Region pointing data
####
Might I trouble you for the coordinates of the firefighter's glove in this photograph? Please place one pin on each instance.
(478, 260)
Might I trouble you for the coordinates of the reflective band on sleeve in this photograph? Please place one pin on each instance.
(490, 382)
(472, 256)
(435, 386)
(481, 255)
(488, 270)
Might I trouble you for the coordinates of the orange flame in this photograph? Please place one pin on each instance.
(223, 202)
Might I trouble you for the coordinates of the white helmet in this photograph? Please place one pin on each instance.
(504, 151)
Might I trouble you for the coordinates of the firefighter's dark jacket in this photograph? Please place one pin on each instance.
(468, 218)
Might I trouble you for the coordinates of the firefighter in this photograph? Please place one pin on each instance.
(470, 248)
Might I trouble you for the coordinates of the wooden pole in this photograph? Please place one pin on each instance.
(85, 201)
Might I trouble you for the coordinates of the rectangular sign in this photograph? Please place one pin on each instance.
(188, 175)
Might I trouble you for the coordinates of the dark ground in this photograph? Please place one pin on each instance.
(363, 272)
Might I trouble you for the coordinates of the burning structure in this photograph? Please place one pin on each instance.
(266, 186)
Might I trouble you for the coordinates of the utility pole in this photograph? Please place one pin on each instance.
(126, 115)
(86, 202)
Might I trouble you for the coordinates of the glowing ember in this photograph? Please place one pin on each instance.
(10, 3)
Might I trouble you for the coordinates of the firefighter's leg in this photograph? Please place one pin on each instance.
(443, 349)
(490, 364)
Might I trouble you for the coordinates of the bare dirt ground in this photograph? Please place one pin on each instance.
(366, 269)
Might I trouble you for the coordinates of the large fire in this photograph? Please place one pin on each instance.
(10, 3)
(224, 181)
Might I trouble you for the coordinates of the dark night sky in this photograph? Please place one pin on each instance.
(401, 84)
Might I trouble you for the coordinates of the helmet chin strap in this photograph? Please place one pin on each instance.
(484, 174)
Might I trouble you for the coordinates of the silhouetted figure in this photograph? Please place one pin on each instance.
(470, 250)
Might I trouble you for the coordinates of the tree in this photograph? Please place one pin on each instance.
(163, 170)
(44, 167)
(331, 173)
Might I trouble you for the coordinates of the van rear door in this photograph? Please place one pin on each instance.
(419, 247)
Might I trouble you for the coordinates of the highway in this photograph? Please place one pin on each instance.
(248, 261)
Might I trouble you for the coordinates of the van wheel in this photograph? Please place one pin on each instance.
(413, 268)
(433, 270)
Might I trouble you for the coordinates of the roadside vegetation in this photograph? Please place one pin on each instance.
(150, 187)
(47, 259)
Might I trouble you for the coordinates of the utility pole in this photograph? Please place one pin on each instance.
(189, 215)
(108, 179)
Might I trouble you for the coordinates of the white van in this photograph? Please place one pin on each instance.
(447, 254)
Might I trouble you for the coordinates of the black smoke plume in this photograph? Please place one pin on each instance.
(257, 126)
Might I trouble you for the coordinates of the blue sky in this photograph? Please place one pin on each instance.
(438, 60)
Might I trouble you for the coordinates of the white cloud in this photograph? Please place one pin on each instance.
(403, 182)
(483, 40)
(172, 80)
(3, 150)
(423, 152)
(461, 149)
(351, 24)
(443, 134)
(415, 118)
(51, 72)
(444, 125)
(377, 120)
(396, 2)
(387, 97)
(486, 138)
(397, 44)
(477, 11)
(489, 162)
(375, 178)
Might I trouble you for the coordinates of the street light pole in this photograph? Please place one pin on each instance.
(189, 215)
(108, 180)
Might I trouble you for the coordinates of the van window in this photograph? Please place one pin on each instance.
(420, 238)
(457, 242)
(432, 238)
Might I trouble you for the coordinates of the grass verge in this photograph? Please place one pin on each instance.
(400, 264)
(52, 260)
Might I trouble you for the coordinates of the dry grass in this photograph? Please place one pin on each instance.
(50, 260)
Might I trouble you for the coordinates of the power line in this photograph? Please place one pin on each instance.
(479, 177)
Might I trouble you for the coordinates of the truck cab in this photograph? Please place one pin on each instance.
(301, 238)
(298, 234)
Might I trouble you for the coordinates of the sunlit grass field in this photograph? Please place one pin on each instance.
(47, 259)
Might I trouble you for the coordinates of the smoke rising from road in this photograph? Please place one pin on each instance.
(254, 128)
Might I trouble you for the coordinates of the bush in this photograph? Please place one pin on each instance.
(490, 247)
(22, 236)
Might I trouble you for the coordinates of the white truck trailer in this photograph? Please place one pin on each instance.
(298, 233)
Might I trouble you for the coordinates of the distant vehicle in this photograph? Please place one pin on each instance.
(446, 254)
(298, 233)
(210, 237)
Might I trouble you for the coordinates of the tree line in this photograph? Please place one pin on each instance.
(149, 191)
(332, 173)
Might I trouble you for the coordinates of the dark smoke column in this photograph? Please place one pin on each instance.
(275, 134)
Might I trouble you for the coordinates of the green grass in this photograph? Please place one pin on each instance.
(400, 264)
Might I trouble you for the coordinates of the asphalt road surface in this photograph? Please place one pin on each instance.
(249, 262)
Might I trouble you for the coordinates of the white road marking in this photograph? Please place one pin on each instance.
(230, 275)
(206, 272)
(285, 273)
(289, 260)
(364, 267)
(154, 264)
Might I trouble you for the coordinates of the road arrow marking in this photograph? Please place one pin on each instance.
####
WHAT TO WORK ON: Copy each line of the data above exactly as it appears.

EXERCISE RESPONSE:
Might I trouble you for the coordinates of the firefighter's glove in this photograph? Please place one pin on each instance.
(478, 260)
Might I trouble you for the coordinates of the reflective band on sleeve in this photograph? Please place one pin on each instance.
(490, 382)
(472, 256)
(435, 386)
(481, 255)
(488, 270)
Might I trouble you for the coordinates of the orange flame in this photograph? Please place one pin on each instance.
(223, 202)
Might I trouble you for the coordinates of the white helmet in this photograph? Please place one pin on each instance.
(504, 151)
Might I trouble you for the coordinates of the firefighter's dark jacket in this photograph? Please place one pin on each instance.
(468, 218)
Might I trouble you for the coordinates of the firefighter in this photograph? Please place one pin on each instance.
(470, 248)
Might I trouble you for the coordinates of the wooden pole in this photograph? Please place one pin on each instance.
(85, 201)
Might I trouble you for the coordinates of the rectangular sign in this photograph? Please place one pin on each instance.
(188, 175)
Might I trouble you for the coordinates of the dark ground in this photograph? Please place one pin on each instance.
(363, 272)
Might I trouble you for the coordinates of the burning structure in this photograph? Please place one pin on each instance.
(266, 186)
Might I trouble you for the coordinates of the utility pole in this photograph? Please place one pin on each instance.
(126, 115)
(86, 202)
Might I trouble you for the coordinates of the glowing ember in this photograph? Please place one pin on each instance.
(10, 3)
Might I trouble you for the coordinates of the firefighter's leg in this photograph? Please place one pin on each instance.
(443, 349)
(490, 364)
Might I trouble you for the coordinates of the bare dirt ground in this photograph? Please place one pin on each instance.
(366, 269)
Might I trouble you for the coordinates of the large fire in this photograph? Please place one pin on each instance.
(10, 3)
(224, 181)
Might I trouble you for the coordinates of the dark night sky in this photograph? Please place one pin on each instance.
(401, 84)
Might I trouble you for the coordinates of the helmet chin strap in this photograph? Please place one pin on each instance.
(484, 174)
Might I trouble you for the coordinates of the silhouetted figure in this photograph? Please place one pin on each instance.
(470, 250)
Might I trouble you for the coordinates of the tree in this photograph? Please place one pin on each instance.
(163, 170)
(44, 167)
(331, 173)
Might I trouble you for the coordinates of the van rear door in this photograph? Please place one pin on each instance.
(419, 247)
Might I trouble you for the coordinates of the highway in this photograph? Please place one pin on each instance.
(248, 261)
Might I trouble you for the coordinates of the van wheel in this photograph? Please place one pin on each instance.
(413, 268)
(433, 270)
Might I trouble you for the coordinates of the roadside vegetation in this photograph? Please place one pin on each instance.
(150, 187)
(47, 259)
Might I trouble you for the coordinates of the utility pole in this photograph? Please place one pin on each instance.
(189, 215)
(108, 179)
Might I trouble you for the coordinates of the white van in this photograph? Please place one pin on each instance.
(447, 254)
Might I trouble you for the coordinates of the black smoke plume in this photograph? Please place one pin on each instance.
(257, 126)
Might I trouble you for the coordinates of the blue sky in this photograph? Please place one pin on each instance.
(438, 60)
Might I trouble you for the coordinates of the white cloud in this photograph? Please place one pin on each instance.
(403, 182)
(483, 40)
(172, 80)
(3, 150)
(423, 152)
(461, 149)
(351, 24)
(443, 134)
(415, 118)
(51, 72)
(444, 125)
(377, 120)
(396, 2)
(387, 97)
(486, 138)
(397, 44)
(477, 11)
(489, 162)
(375, 178)
Might I trouble you for the coordinates of the street light pole in this photograph? Please place one pin on each instance.
(189, 215)
(108, 180)
Might I trouble you for the coordinates of the van window in this photograph? Please place one pin on each instance.
(420, 238)
(457, 242)
(432, 238)
Might I trouble you for the coordinates of the grass verge in this photograph? Please place one pin on each instance.
(400, 264)
(52, 260)
Might I trouble you for the coordinates of the dry grass in this photograph? Please place one pin on each instance.
(50, 260)
Might I trouble you for the coordinates of the power line in this photograph? Please place one pin on each instance.
(479, 177)
Might I trouble you for the coordinates of the truck cab in this photograph? Please place one pin on each instance.
(301, 238)
(298, 234)
Might I trouble you for the coordinates of the sunlit grass field in this photograph? Please place one pin on each instance.
(47, 259)
Might I trouble you for the coordinates of the smoke rising from road in this photograph? Please place one pin on each instance.
(254, 128)
Might I trouble you for the coordinates of the bush in this photograph? Please place one pin on each instance.
(490, 247)
(22, 236)
Might I trouble you for the coordinates of the white truck trailer in this photograph? Please place one pin on each instance.
(298, 233)
Might I trouble you for the coordinates of the distant vehicle in this photograph? Please place one pin on each instance.
(446, 254)
(298, 233)
(210, 237)
Might I trouble you for the coordinates of the tree line in this photograph? Please place one pin on each instance.
(149, 191)
(332, 173)
Might I trouble you for the coordinates of the dark smoke column in this photograph? Please place one pin on each instance.
(275, 134)
Might I trouble you for the coordinates of the green grass in this photograph? Please place one pin on each instance.
(400, 264)
Might I trouble you for the coordinates of the asphalt road surface in this photograph? Please place one pin on each instance.
(249, 262)
Might I trouble you for the coordinates of the white road marking in this photograph? Please place one pin on each instance.
(230, 275)
(206, 272)
(285, 273)
(289, 260)
(364, 267)
(154, 264)
Might I trouble you for the coordinates of the road arrow marking in this photograph? Please place one pin on each instance.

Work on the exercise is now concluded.